:: Fragmento para leer ::

A los ojos del autor de la carta a Timoteo, el ministerio ejercido por los obispos, los diáconos y las mujeres –según los exégetas, este nombre designa, muy probablemente, a las diaconisas o servidoras de la comunidad, y no a las esposas de los diáconos (R. Brown)– debe ayudar a transmitir y reflejar «la fe que se funda en Cristo Jesús». Una misión que exige una idoneidad muy alta: «cuando se vea que son intachables, que ejerzan el ministerio»… Pero…¿quién puede considerarse intachable ante esa extensa lista de virtudes arriba mencionadas?

Sin embargo, por otro lado, somos testigos del daño irreparable que han producido en tantas personas, comunidades, en las sociedades, las conductas impropias –incluso delictivas– de quienes ejercieron mal el ministerio y provocaron que tanto la Iglesia, como la misma fe «cayeran en descrédito» (v. 7). ¿Cómo se puede resolver esta disyuntiva? La “intachabilidad” no parece ser tan fácil y la falta de ella puede ser ocasión de descrédito y hasta de daños irreparables en tantas víctimas que han sufrido abusos eclesiásticos de diversas formas…

«Si uno no sabe gobernar su casa, ¿cómo cuidará de la iglesia de Dios?» La misión de los líderes de la comunidad exige de ellos una idoneidad humana en la que la gracia se asiente para asumir y perfeccionar. El discernimiento y la adquisición de esta idoneidad son claves para el desempeño de todo ministerio. Pero, también, es indispensable la experiencia de la fe y de la gracia que interiorice el modelo de Jesús Servidor y lo “esculpa” y lo trabaje en el corazón humano del ministro. Por eso el salmo pregunta: ¿Cuándo vendrás a mí? Y por eso clamamos al Espíritu Santo: «Sin tu ayuda divina no hay nada en el hombre, nada que sea inocente».

:::

◆ Completa lo siguiente
[A] Anota todas las citas del fragmento sobre la carta a Timoteo que van entre comillas angulares (« »).
[B] Repite sin cambios la parte del fragmento sobre la carta a Timoteo que empieza con las palabras que contienen "A los ojos del" y termina con "virtudes arriba mencionadas?".

:: Material proporcionado ::

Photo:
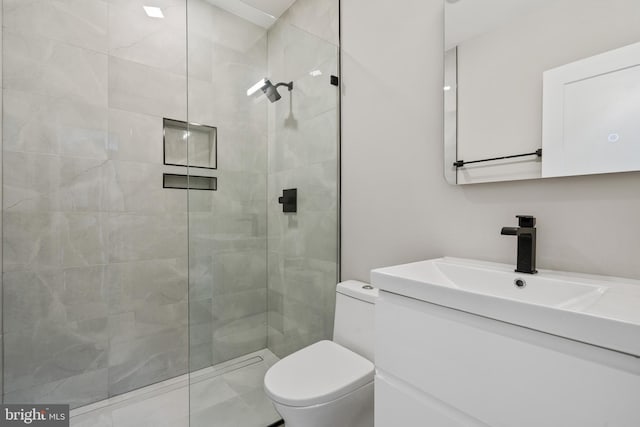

:::

◆ Respuestas del ejercicio
[A]
1. «la fe que se funda en Cristo Jesús»
2. «cuando se vea que son intachables, que ejerzan el ministerio»
3. «cayeran en descrédito»
4. «Si uno no sabe gobernar su casa, ¿cómo cuidará de la iglesia de Dios?»
5. «Sin tu ayuda divina no hay nada en el hombre, nada que sea inocente»

[B]
A los ojos del autor de la carta a Timoteo, el ministerio ejercido por los obispos, los diáconos y las mujeres –según los exégetas, este nombre designa, muy probablemente, a las diaconisas o servidoras de la comunidad, y no a las esposas de los diáconos (R. Brown)– debe ayudar a transmitir y reflejar «la fe que se funda en Cristo Jesús». Una misión que exige una idoneidad muy alta: «cuando se vea que son intachables, que ejerzan el ministerio»… Pero…¿quién puede considerarse intachable ante esa extensa lista de virtudes arriba mencionadas?